= INSTRUCTIONS FOR THE TASK =
Leaving the pictures aside, repeat the entries exactly.

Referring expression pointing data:
______________________________
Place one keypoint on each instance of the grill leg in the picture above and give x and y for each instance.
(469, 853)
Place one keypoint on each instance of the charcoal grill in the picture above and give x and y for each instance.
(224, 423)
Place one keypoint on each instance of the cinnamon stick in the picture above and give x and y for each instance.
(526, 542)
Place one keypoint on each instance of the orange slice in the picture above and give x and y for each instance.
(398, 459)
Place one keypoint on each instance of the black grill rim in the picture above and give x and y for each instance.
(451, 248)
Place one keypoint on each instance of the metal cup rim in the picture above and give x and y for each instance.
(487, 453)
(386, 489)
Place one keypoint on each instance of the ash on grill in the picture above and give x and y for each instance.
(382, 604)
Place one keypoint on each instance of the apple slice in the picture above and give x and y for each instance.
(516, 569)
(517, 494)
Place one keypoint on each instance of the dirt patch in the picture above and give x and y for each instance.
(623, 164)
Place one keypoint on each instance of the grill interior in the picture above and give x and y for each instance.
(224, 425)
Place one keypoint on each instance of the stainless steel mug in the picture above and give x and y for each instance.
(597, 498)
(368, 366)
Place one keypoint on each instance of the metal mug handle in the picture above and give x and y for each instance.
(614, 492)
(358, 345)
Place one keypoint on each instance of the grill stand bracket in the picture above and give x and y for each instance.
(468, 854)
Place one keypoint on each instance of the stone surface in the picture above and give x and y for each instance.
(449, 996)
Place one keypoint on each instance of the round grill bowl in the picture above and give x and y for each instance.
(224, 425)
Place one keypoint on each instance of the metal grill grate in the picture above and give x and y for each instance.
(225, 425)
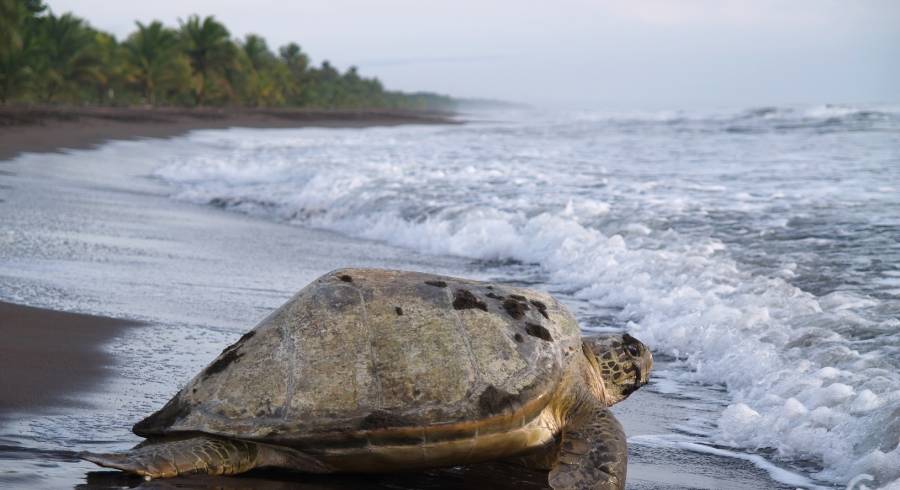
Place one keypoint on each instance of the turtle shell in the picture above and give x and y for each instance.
(363, 351)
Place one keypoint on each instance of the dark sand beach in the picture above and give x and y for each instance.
(48, 357)
(87, 231)
(50, 128)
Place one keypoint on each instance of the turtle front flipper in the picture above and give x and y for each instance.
(593, 453)
(205, 455)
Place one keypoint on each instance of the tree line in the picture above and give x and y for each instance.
(60, 59)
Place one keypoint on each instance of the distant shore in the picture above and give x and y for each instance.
(51, 128)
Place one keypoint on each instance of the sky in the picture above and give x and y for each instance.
(628, 54)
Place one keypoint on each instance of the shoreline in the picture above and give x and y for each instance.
(49, 357)
(43, 129)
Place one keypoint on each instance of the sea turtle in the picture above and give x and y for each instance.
(369, 370)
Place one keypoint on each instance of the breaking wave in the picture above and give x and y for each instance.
(763, 264)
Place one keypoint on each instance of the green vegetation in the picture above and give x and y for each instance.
(60, 59)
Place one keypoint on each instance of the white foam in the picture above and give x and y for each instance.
(797, 381)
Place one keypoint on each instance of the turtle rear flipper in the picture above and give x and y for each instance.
(593, 453)
(204, 455)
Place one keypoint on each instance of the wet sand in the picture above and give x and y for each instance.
(88, 231)
(48, 357)
(47, 129)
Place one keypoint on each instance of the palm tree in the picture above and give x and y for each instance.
(209, 48)
(263, 75)
(297, 64)
(153, 60)
(67, 58)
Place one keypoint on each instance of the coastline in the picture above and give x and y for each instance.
(48, 357)
(101, 258)
(54, 128)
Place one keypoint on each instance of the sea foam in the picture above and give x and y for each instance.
(684, 244)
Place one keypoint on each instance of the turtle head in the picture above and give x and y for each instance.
(624, 363)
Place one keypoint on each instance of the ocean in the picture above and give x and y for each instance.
(756, 251)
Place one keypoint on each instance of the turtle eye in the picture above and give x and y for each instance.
(633, 350)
______________________________
= SOLUTION FOR THIS EXERCISE =
Place one keypoint on each instance of the grill leg in the picture above and give x and y for each instance.
(469, 853)
Place one keypoint on each instance of the charcoal grill in the picture above and give x and y for each instance.
(224, 423)
Place one keypoint on each instance of the cinnamon stick in the picture above and give x and y for each instance.
(526, 542)
Place one keypoint on each instance of the orange slice in the picture above and give x and y for each instance.
(398, 459)
Place one keypoint on each instance of the black grill rim in the picture above and give x and y for each instance.
(451, 248)
Place one keypoint on each instance of the metal cup rim in the picture above and give x and y for each instance.
(487, 453)
(386, 489)
Place one keypoint on each instance of the ash on grill in the picture above and give x and y for each instance.
(382, 604)
Place one keypoint on each instance of the apple slice in the picture above and give x and y for each instance.
(516, 569)
(517, 494)
Place one keypoint on each instance of the dirt patch in the picture above and give x and y for each instance.
(623, 164)
Place one keypoint on each instance of the grill interior in the picture above and give x and y for each instance.
(224, 425)
Place one keypoint on each instance of the stainless steel mug in the picture above and give x and y for each instance.
(597, 498)
(368, 366)
Place one keypoint on each instance of the metal mug handle in the picture above and give x and y for each instance.
(614, 492)
(358, 345)
Place one keypoint on each instance of the grill stand bracket in the picture above and give x and y for each instance.
(468, 854)
Place one keypoint on each instance of the stone surface in the picture above and give x and y for each instance.
(449, 996)
Place one keypoint on each instance of the round grill bowl in the picture above and give x and y for each instance.
(224, 425)
Place one keypoint on each instance of the metal grill grate in the picture above and give x and y for each instance.
(225, 425)
Place one keypoint on each instance of the turtle shell in the picture above and give x and y for each instance.
(363, 351)
Place one keypoint on each instance of the dark sand beach in the picture above and give x and y for each instance.
(48, 357)
(87, 231)
(50, 128)
Place one keypoint on each instance of the turtle front flipper in the picture above and give x and y for each instance.
(593, 453)
(205, 455)
Place one keypoint on each instance of the tree line in the picture above and give x and y for each instance.
(60, 59)
Place one keypoint on each instance of the distant shore in the picture above and give x and y for each instance.
(51, 128)
Place one keypoint on each instance of the sky in the picture above and give x and y for each instance.
(628, 54)
Place one keypoint on each instance of the shoreline in the picture above and give x and y for each instance.
(49, 357)
(43, 129)
Place one keypoint on each instance of the sea turtle in the picture above and give x and y for each instance.
(369, 370)
Place one keypoint on each instance of the breaking wave in the picture above and give x and y for each instance.
(763, 264)
Place one keypoint on each instance of the green vegetation in the picture above and give x and y for each instance.
(60, 59)
Place one keypoint on each instance of the white foam in the picture above and give x and y for each instance.
(797, 381)
Place one keypoint on each instance of the turtle rear flipper in the picture above and give x and y for each instance.
(593, 453)
(204, 455)
Place one keypoint on each instance of the wet sand in the picture above and give x and y for each instance.
(88, 231)
(48, 357)
(47, 129)
Place one keypoint on each instance of the palm tree in the picture above and give x and y for each instance.
(209, 48)
(263, 75)
(297, 64)
(153, 60)
(67, 58)
Place one keypoint on each instance of the coastline in the picture above and give x and y for each instance.
(48, 357)
(101, 258)
(54, 128)
Place one keypoint on each instance of the sea foam in the picture above and give x and y for each instance.
(684, 244)
Place one keypoint on each instance of the turtle head in the picture above and give x and y for each instance.
(624, 363)
Place one keypoint on each instance of the ocean in the picture above and give x and y for each instance.
(756, 251)
Place one keypoint on each instance of the turtle eye in the picture above and give x and y for each instance.
(633, 350)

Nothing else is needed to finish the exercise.